**About this exercise**
All entries below must be reproduced without a single change.

*** Supplied data

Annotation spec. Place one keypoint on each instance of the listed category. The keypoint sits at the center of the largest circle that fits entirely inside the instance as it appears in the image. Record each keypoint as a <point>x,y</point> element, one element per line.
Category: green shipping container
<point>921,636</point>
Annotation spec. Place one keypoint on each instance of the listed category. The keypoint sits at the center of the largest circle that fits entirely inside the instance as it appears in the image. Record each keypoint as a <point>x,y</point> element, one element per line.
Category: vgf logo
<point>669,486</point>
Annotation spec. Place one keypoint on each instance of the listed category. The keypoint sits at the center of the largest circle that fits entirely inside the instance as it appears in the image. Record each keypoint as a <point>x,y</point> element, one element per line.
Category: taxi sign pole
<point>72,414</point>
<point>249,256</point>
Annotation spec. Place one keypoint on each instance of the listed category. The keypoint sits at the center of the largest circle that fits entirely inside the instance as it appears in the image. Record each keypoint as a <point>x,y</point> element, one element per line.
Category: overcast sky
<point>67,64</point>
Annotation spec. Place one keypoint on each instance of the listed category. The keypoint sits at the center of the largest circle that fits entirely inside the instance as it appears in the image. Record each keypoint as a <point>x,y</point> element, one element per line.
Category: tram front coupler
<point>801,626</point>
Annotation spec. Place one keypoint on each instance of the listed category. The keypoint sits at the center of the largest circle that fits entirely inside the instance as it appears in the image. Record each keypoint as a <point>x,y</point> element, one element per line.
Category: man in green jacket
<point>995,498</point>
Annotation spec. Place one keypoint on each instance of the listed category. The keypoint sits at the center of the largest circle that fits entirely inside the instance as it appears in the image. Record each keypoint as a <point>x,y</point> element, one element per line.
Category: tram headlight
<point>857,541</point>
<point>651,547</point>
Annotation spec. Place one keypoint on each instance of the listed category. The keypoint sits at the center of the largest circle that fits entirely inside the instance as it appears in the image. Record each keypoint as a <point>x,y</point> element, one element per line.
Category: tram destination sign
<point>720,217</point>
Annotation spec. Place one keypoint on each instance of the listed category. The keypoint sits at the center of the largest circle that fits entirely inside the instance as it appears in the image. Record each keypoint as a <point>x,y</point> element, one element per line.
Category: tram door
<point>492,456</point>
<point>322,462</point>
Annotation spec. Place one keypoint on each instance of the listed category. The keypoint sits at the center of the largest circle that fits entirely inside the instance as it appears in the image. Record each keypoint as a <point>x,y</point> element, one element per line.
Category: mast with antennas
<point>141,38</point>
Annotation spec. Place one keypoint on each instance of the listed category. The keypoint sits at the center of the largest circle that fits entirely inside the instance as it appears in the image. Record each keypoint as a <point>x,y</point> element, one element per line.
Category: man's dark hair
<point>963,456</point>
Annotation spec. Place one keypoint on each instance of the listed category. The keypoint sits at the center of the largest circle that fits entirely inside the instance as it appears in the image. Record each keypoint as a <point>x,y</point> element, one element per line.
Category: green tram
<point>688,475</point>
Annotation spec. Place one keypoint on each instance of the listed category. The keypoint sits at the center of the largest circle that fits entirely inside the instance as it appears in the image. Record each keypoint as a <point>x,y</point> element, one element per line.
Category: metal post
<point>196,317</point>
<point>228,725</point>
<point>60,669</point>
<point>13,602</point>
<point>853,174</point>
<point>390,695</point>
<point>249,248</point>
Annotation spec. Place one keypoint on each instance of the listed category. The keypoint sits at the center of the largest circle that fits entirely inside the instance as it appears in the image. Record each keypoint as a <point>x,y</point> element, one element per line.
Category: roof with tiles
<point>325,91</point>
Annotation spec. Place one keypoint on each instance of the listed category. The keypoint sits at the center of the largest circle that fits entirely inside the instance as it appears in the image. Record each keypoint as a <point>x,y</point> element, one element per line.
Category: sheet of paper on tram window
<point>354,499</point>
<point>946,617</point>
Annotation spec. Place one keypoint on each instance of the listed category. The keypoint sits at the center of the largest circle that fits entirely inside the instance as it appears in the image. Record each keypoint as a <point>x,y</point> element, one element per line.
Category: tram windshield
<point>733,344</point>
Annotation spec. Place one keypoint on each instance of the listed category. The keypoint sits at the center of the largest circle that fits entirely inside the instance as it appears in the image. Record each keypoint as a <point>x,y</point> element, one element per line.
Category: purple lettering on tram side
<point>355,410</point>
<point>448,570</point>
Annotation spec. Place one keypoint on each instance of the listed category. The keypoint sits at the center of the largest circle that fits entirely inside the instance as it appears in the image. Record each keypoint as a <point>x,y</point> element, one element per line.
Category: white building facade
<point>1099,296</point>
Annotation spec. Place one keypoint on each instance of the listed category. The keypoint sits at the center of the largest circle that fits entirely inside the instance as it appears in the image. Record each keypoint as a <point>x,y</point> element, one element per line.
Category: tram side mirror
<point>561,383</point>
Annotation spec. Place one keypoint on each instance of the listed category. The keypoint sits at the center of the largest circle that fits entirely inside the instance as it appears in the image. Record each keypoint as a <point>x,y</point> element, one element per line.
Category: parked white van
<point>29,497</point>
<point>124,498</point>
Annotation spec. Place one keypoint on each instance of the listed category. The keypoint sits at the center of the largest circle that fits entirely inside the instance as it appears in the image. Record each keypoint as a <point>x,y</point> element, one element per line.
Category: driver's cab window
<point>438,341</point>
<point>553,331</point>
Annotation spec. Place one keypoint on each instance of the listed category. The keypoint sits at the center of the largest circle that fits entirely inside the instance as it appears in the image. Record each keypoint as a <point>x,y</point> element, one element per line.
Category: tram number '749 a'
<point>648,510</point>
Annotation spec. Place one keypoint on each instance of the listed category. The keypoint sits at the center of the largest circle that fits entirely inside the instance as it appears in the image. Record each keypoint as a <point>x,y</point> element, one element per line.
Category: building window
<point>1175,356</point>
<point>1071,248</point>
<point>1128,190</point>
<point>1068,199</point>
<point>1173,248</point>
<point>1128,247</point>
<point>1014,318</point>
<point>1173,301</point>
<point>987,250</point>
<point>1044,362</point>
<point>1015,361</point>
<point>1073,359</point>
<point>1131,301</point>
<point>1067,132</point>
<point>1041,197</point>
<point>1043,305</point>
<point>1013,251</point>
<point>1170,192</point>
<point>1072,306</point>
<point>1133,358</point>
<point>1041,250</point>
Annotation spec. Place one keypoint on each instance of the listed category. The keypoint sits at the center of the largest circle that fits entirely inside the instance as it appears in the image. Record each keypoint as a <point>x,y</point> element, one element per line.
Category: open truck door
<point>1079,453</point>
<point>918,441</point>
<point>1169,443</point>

******

**Solved problem**
Annotation spec. Place one keypoint on each instance of the listed category. The keypoint sits at the center of the largest circle that fits entirely inside the instance as it appears in the image. Record each keypoint as a <point>x,y</point> element, one element per line.
Category: green shipping container
<point>921,636</point>
Annotation spec. Place one keypoint on each instance of the listed category. The keypoint sits at the center of the largest circle that fits entirely inside the instance as it appears in the image. Record each keypoint as a <point>x,y</point> element, one element per line.
Category: vgf logo
<point>669,486</point>
Annotation spec. Place one keypoint on each instance of the listed category. The keypoint sits at the center of the largest circle that fits entirely inside the instance as it appears in the image. Record each keypoint as a <point>x,y</point> element, one element per line.
Category: taxi sign pole
<point>72,414</point>
<point>249,256</point>
Annotation spec. Place one keypoint on each instance of the listed category. The keypoint sits at the center of the largest circle that fits entirely inside the instance as it appears in the image. Record each keypoint as a <point>x,y</point> element, one element per line.
Category: overcast sky
<point>67,64</point>
Annotation spec. Place one keypoint on each instance of the listed category. The keypoint sits at the center of the largest circle that fits entirely inside the instance as it appears in the image. Record each keypoint as a <point>x,y</point> element, one element per line.
Category: tram front coupler
<point>801,626</point>
Annotation spec. Place one keypoint on each instance of the listed category. The keypoint sits at the center of the largest circle that fits entirely inside the instance as it appears in the image. Record each keypoint as a <point>x,y</point> element, one element per line.
Category: man in green jacket
<point>995,498</point>
Annotation spec. Place one keypoint on each instance of the listed category. The keypoint sits at the center of the largest circle that fits entirely inside the instance as it appears in the image. Record each keypoint as a <point>x,y</point> element, one element per line.
Category: tram headlight
<point>857,541</point>
<point>651,547</point>
Annotation spec. Place one keypoint on each instance of the listed category. The keypoint sits at the center of the largest circle that fits entirely inside the instance as it appears in the image. Record each keypoint as a <point>x,y</point> element, one element per line.
Category: tram destination sign
<point>720,217</point>
Annotation spec. Place one keypoint on each instance of the listed category. The keypoint sits at the center of the largest circle that fits entirely inside the instance as it appears in the image. Record each keypoint as a <point>x,y</point> element, one element per line.
Category: tram door
<point>492,456</point>
<point>322,462</point>
Annotation spec. Place one keypoint on each instance of the listed category. The keypoint sits at the center of the largest circle that fits entirely inside the instance as it appears in the image. Record each keypoint as a <point>x,y</point> element, one element per line.
Category: mast with antennas
<point>141,38</point>
Annotation spec. Place one keypoint on each instance of the listed category. The keypoint sits at the center of the largest circle that fits entirely inside the instance as it appears in the image. Record each keypoint as a <point>x,y</point> element, one element per line.
Category: man's dark hair
<point>963,456</point>
Annotation spec. Place one keypoint on each instance of the listed category. The keypoint sits at the center of the largest circle that fits entirely inside the instance as it appears in the image. Record each keypoint as a <point>x,y</point> element, one element per line.
Category: green tram
<point>688,475</point>
Annotation spec. Place one keypoint on each instance of the listed category. The keypoint sits at the center of the largest circle that fits entirely inside the instance as it appears in the image. Record each keypoint as a <point>x,y</point> element, one element per line.
Category: metal post
<point>196,317</point>
<point>228,725</point>
<point>60,669</point>
<point>13,602</point>
<point>853,174</point>
<point>390,695</point>
<point>249,248</point>
Annotation spec. Place one keypoint on each instance of the listed category. The keypoint sits at the center of the largest circle that fits entirely inside the instance as it appears in the image. Record each keypoint as a <point>x,y</point> element, one element per line.
Category: roof with tiles
<point>325,91</point>
Annotation spec. Place one keypoint on each instance of the listed category. The keypoint sits at the center of the largest circle that fits entirely inside the instance as it appears in the image. Record each keypoint as a <point>x,y</point> element, one element per line.
Category: sheet of paper on tram window
<point>354,499</point>
<point>946,617</point>
Annotation spec. Place one keypoint on each instance of the listed category. The keypoint sits at the center of the largest circle that fits entirely inside the instance as it appears in the image. Record each keypoint as a <point>x,y</point> element, one element per line.
Category: tram windshield
<point>733,344</point>
Annotation spec. Place one keypoint on each instance of the listed category. The keypoint sits at the center of the largest circle that fits entirely inside the instance as it appears in the image. Record each keypoint as a <point>x,y</point> element, one element per line.
Category: purple lettering on tram side
<point>355,410</point>
<point>448,570</point>
Annotation spec. Place one keypoint on each instance of the listed category. The keypoint sits at the center of the largest circle that fits entirely inside the instance as it appears in the image. Record each keypoint as a <point>x,y</point> element, one element per line.
Category: white building facade
<point>1099,296</point>
Annotation spec. Place one keypoint on each instance of the listed category. The keypoint sits at the center of the largest circle that fits entirely inside the instance as it appears in the image. Record each keypoint as a <point>x,y</point> element, one element per line.
Category: tram side mirror
<point>561,383</point>
Annotation spec. Place one keypoint on each instance of the listed category. The keypoint sits at the center of the largest circle that fits entirely inside the instance as it appears in the image. Record each keypoint as a <point>x,y</point> element, one element per line.
Category: parked white van
<point>29,497</point>
<point>124,498</point>
Annotation spec. Place one keypoint on each instance of the listed category. The keypoint sits at the center of the largest circle that fits entirely inside the instance as it appears in the image. Record each keypoint as a <point>x,y</point> element, one element per line.
Category: driver's cab window
<point>438,341</point>
<point>553,331</point>
Annotation spec. Place one keypoint on each instance of the listed category. The keypoint sits at the center of the largest circle that fits entirely inside the instance as it appears in the image. Record each keypoint as a <point>x,y</point> element, one element per line.
Category: tram number '749 a'
<point>648,510</point>
Annotation spec. Place one keypoint on each instance of the listed category. The keypoint sits at the center of the largest circle that fits entirely inside the instance as it appears in the image. Record each keypoint as a <point>x,y</point> element, one element per line.
Category: building window
<point>1175,356</point>
<point>1071,248</point>
<point>1128,190</point>
<point>1068,199</point>
<point>1173,248</point>
<point>1128,247</point>
<point>1014,318</point>
<point>1173,301</point>
<point>987,250</point>
<point>1044,362</point>
<point>1015,361</point>
<point>1073,359</point>
<point>1131,301</point>
<point>1067,132</point>
<point>1041,197</point>
<point>1043,305</point>
<point>1013,251</point>
<point>1170,192</point>
<point>1072,306</point>
<point>1133,358</point>
<point>1041,250</point>
Annotation spec. Place one keypoint on each instance of the listed category. The keypoint sits at the center of the largest circle that fits entirely inside the instance as it appears in the image. Record each keypoint as a <point>x,y</point> element, one element per line.
Category: open truck door
<point>1079,453</point>
<point>918,441</point>
<point>1169,443</point>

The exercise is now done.